───── MATERIAL ─────

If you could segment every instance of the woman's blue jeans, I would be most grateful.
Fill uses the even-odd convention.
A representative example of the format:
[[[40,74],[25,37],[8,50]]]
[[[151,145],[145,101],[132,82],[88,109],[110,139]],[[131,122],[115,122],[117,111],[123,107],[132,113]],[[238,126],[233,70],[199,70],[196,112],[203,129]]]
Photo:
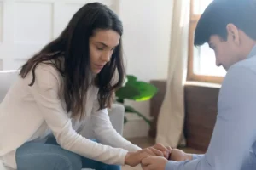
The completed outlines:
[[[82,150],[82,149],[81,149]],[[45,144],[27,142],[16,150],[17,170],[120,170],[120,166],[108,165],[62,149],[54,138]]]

─────
───── MATERIAL ─────

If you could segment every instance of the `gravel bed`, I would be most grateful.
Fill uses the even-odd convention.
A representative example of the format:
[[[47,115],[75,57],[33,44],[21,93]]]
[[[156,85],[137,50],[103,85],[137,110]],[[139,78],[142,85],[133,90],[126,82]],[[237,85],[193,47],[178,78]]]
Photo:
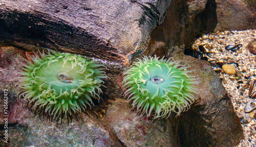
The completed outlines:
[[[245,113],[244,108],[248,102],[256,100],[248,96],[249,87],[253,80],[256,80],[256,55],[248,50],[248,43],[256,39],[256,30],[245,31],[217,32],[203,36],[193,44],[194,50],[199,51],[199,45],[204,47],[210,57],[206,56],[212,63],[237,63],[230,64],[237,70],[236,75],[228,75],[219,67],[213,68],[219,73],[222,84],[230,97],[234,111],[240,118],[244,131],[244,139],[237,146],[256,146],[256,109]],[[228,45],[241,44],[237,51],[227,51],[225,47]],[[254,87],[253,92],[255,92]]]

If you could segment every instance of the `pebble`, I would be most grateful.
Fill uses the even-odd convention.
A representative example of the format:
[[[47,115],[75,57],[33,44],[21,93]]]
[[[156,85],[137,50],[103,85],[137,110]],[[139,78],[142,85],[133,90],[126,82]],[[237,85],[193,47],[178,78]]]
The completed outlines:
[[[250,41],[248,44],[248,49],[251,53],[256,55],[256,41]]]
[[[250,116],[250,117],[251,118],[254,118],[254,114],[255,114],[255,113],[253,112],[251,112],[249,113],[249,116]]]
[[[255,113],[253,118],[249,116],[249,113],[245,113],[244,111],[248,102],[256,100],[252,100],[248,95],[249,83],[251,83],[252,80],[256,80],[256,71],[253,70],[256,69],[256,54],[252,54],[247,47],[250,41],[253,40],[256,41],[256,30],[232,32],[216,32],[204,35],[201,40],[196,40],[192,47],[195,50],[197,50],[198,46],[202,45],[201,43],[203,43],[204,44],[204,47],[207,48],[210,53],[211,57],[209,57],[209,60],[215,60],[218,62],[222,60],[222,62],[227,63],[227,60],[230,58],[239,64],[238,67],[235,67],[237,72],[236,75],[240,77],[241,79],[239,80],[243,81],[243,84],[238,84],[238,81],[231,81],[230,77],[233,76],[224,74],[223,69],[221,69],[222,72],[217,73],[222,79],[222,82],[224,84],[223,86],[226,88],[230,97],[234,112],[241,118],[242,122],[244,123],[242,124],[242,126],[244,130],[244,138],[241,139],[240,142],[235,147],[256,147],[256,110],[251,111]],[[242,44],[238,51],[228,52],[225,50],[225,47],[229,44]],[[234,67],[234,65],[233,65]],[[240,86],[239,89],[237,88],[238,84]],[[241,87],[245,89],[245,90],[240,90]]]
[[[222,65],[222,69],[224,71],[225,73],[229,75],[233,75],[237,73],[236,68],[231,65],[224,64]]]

─────
───── MATERIAL ─────

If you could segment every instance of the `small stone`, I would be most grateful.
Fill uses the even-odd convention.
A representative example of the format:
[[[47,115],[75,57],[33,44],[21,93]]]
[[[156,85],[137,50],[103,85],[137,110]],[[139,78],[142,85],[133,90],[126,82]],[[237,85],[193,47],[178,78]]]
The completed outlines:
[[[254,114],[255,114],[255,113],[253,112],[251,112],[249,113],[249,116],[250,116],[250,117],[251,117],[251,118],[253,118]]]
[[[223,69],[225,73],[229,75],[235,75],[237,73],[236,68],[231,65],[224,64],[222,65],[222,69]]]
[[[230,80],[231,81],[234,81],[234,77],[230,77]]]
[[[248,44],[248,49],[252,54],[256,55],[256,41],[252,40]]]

─────

_GOAL_
Rewrite the part of the listing above that opens with the line containing "If you could segment every instance of the woman's" and closes with the line containing "[[[40,74],[25,37],[8,50]]]", both included, as a JSON list of strings with one string per line and any blank lines left out.

_ANSWER TO THE PROBLEM_
[
  "If you could segment every instance of the woman's blue jeans, I would be most grateful.",
  "Fill uses the even-odd convention.",
  "A representative example of the format:",
  "[[[40,74],[25,37],[8,50]]]"
]